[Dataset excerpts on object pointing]

###

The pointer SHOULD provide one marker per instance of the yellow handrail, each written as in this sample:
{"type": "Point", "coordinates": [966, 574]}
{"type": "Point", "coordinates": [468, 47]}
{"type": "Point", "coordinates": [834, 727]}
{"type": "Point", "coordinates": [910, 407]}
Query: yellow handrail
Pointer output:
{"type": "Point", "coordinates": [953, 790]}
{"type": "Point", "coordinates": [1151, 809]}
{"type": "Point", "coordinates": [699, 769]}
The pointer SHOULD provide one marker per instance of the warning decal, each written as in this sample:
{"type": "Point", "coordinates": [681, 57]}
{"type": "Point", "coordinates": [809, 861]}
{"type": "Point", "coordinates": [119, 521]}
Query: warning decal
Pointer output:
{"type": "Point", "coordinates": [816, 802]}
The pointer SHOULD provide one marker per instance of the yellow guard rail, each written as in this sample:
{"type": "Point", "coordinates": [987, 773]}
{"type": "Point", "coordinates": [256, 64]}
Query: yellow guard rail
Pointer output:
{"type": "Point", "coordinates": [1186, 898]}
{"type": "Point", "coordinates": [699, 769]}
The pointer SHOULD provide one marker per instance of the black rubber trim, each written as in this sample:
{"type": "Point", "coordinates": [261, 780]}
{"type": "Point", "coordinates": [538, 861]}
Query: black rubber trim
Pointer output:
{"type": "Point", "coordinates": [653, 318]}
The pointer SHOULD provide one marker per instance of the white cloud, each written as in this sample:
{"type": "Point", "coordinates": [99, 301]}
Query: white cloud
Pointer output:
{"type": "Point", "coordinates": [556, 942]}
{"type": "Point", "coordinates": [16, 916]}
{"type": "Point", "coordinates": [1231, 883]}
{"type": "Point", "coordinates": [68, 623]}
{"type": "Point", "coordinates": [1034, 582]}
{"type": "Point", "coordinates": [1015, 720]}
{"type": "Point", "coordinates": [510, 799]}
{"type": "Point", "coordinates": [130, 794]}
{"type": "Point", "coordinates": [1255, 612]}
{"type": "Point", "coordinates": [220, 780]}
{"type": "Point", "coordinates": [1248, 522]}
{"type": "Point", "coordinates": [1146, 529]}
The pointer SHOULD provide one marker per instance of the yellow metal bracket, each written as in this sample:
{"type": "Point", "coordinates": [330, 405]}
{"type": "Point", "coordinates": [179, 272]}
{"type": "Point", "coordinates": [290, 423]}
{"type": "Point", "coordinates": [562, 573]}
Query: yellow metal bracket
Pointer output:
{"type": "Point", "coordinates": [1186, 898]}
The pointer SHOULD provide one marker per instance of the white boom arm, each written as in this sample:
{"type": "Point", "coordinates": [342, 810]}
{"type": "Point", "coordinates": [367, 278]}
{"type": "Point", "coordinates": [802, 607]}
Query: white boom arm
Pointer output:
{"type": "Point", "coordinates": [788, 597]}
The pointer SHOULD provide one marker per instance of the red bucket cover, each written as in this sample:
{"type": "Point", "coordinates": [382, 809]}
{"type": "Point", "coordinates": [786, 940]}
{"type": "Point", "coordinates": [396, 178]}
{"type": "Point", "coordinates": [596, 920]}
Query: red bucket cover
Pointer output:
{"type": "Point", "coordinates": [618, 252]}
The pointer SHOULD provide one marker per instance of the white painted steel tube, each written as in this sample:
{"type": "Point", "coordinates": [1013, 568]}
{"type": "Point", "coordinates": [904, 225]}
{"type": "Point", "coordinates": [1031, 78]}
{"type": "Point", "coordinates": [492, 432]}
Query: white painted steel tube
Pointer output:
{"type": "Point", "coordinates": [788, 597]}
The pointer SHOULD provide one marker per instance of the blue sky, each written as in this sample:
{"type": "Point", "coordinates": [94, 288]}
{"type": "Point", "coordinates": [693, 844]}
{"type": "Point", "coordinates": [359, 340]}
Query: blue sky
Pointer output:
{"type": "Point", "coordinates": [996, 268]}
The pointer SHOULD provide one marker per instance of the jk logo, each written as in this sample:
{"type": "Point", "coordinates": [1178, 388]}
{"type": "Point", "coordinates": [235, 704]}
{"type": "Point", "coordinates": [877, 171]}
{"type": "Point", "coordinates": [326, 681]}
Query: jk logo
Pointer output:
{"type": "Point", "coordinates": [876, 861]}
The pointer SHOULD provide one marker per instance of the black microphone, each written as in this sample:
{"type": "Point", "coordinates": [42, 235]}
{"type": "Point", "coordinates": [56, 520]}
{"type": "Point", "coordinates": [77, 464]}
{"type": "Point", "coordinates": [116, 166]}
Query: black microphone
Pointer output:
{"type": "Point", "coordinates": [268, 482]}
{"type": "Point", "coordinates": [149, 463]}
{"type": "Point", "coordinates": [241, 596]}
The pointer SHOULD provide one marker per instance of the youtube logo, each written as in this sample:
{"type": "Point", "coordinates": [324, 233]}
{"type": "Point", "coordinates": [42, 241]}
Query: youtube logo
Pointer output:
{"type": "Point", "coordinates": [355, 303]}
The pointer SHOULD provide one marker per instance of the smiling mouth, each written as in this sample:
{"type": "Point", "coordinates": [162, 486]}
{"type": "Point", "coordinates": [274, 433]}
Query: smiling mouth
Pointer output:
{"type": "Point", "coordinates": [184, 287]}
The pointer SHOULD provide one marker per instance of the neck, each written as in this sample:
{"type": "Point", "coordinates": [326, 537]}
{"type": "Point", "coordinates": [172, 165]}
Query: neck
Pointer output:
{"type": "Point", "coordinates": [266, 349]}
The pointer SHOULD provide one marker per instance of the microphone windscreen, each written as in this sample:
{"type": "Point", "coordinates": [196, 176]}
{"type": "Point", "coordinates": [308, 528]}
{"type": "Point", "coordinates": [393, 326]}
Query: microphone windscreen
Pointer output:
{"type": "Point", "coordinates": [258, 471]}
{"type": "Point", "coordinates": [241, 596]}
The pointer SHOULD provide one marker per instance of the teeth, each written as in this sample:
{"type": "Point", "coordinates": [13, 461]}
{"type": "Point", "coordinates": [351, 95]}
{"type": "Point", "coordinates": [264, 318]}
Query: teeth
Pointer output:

###

| WORK TO BE COMPLETED |
Please convert the lines into a numbered list, leaving out any blank lines. Begin at the line containing "the teeth, each" and continue through the end of the lines.

| COMPLETED TASK |
1. The pointer SHOULD provide one marker per instance of the teeth, each written as in this sample:
2. {"type": "Point", "coordinates": [13, 461]}
3. {"type": "Point", "coordinates": [351, 95]}
4. {"type": "Point", "coordinates": [264, 318]}
5. Query: teeth
6. Pointer output:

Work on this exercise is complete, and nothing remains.